INPUT:
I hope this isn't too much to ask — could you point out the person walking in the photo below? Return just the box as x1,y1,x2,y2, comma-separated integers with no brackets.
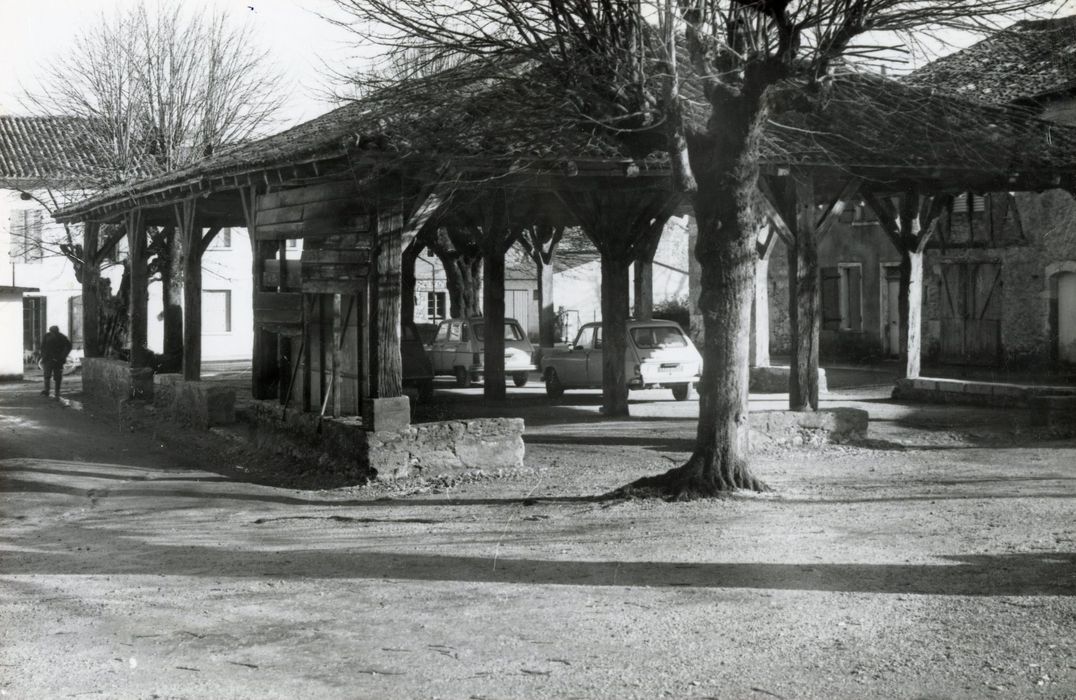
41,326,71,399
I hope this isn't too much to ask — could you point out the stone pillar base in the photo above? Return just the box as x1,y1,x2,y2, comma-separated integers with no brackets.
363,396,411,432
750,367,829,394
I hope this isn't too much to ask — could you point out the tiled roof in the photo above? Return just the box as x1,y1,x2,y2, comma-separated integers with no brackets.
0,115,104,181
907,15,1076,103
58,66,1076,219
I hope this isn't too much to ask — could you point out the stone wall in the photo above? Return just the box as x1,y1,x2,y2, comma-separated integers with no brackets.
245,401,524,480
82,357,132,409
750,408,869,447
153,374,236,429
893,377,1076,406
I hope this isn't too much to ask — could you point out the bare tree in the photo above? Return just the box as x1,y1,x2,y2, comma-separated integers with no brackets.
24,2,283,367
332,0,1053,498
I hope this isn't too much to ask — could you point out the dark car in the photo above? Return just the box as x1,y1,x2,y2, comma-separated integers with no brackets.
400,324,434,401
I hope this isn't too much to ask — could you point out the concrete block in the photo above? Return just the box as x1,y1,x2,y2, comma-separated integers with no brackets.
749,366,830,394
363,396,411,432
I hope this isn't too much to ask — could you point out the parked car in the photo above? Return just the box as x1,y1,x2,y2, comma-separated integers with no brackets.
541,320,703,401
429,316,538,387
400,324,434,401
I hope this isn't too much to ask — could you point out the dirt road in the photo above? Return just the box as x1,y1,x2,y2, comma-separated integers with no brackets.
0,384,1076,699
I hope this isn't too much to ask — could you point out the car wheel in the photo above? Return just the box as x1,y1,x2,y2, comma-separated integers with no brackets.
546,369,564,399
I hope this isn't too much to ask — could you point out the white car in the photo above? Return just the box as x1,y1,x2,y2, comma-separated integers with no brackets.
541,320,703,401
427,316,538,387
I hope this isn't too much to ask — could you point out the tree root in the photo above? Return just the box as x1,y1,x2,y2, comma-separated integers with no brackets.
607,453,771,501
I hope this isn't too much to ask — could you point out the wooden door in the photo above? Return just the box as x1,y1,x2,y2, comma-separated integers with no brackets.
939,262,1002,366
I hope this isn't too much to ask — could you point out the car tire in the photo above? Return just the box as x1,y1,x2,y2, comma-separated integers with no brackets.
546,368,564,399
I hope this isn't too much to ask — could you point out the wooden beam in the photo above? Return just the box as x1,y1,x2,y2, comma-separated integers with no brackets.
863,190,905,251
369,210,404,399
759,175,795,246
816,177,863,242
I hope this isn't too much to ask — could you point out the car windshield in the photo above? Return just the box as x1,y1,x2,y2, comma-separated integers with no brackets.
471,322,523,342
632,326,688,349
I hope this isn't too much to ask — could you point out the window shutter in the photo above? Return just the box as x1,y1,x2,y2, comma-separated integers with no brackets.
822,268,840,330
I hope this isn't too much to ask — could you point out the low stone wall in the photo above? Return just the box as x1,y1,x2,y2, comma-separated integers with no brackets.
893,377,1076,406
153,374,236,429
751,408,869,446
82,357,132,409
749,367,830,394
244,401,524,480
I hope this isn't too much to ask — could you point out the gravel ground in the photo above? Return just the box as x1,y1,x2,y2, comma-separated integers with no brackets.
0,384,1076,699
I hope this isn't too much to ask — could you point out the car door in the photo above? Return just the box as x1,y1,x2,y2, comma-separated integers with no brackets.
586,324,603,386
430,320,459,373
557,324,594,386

PROBLEM DESCRIPTION: Render every line of the records above as a JSON list of strings, one string per line, skipping blank lines and leaving out the pictures.

CORRECT OUTPUT:
[
  "I hope this isn't too much to ask — could you point out the person walking in the photo below? Return just the box as x1,y1,x2,y2, comma-separated integers with no brackets.",
  "41,326,71,399",
  "I hope this isn't too much to ask — could you point out the stone pillar base in the photo above? Return just the box as x1,y1,x2,y2, comma-separated integers with no brackets.",
  "363,396,411,432",
  "750,367,829,394",
  "I hope this isn't too much to ask — could you point out the tiled roof in the photo above? Return just the box as x1,y1,x2,y2, comma-separated integers with no brackets.",
  "0,115,104,181",
  "907,15,1076,103",
  "58,66,1076,219",
  "I hope this isn't too much to ask — could you point out the stone wall in the photo above? Return just the box as x1,y1,x2,y2, comma-separated integers with no brackets.",
  "245,401,524,480",
  "82,357,132,409",
  "750,408,869,447",
  "153,374,236,429",
  "893,377,1076,406",
  "I hope this isn't too much to ask — could you point out the bare tree in the photo above? Return just the box as x1,y1,x2,y2, comma-separated integers with no brackets.",
  "24,2,283,367",
  "332,0,1053,498",
  "I hope this isn't too much to ask — could you point out the dark car in the photo above? Return just the box as x1,y1,x2,y2, comma-separated integers with no brackets.",
  "400,324,434,401",
  "I hope this isn't too much to ask — could you point out the concrete block in the photo above? Return just the box as x1,y1,x2,y2, comma-separated integers with no brackets.",
  "749,366,830,394",
  "363,396,411,432",
  "I hope this isn't too much to ask — could you point out the parked car in the photo above? Return just the box as x1,y1,x2,y2, comma-separated integers with no brackets.",
  "541,320,703,401",
  "429,316,538,387",
  "400,324,434,401",
  "I hope this isn't too much to ask — could you point out the dirt road in the photo above? Return just the box as x1,y1,x2,y2, comma-separated integers with no brackets.",
  "0,384,1076,699",
  "I hope this isn't too much to ask — could you point out the car wheel in the photo above? Return just the box as x1,y1,x2,y2, comma-separated integers with no brackets.",
  "546,369,564,399",
  "I hope this isn't too much to ask — could you point out the white car in the photo above? Return just the box as x1,y1,x2,y2, comma-separated integers with no brackets.",
  "541,320,703,401",
  "427,316,538,387",
  "I hope this isn't too much to ask — could you point out the tree root in the photo above? Return just the box as x1,y1,x2,y2, comma-separated integers with no brackets.",
  "607,453,771,501",
  "I hope this isn't too much to ask — could you point out the wooden door in the photo above? Return just the box as x1,y1,x2,y2, comma-separated integers with no brackets.",
  "939,262,1002,366",
  "I hope this isn't too much to ask — could you point out the car tire in the photo above? Return just the box as x1,y1,x2,y2, comma-separated integers with no brackets.",
  "546,368,564,399",
  "I hope this isn't too much to ask — could you point out the wooden beam in the photo above? Return just the box as x1,y1,x2,y2, comma-separated integers with no brackets.",
  "863,190,905,251",
  "369,210,404,399",
  "759,175,795,246",
  "816,177,863,242",
  "I hope this isn't too much to ask — could you point out the car windshield in the photo above? Return just the box as x1,y1,x2,y2, comma-separated integers with no brackets.",
  "471,322,523,342",
  "632,326,688,349",
  "I hope this isn't too much to ask — could you point out the window shutter in the photo above? Return just the box as x1,y1,x2,y2, comma-separated integers with no brackets.",
  "822,268,840,330",
  "I hope this isn't too much to ask — could you point out the low stone wall in the photo above? Return just the box as x1,y1,x2,y2, comma-separated integers with no brackets.",
  "893,377,1076,406",
  "153,374,236,429",
  "751,408,869,446",
  "82,357,132,409",
  "749,367,830,394",
  "244,401,524,480",
  "I hope this isn't too much to ask — could you point out the gravel ground in the photo above? Return just the box as x1,y1,x2,y2, comma-separated integers with no brackets.",
  "0,384,1076,699",
  "I hope this isn't too much to ask — could you point out the car door in the photo above? Return just the box as x1,y1,x2,y2, comma-separated integers with no brackets.",
  "586,324,603,386",
  "430,320,459,373",
  "557,324,594,386"
]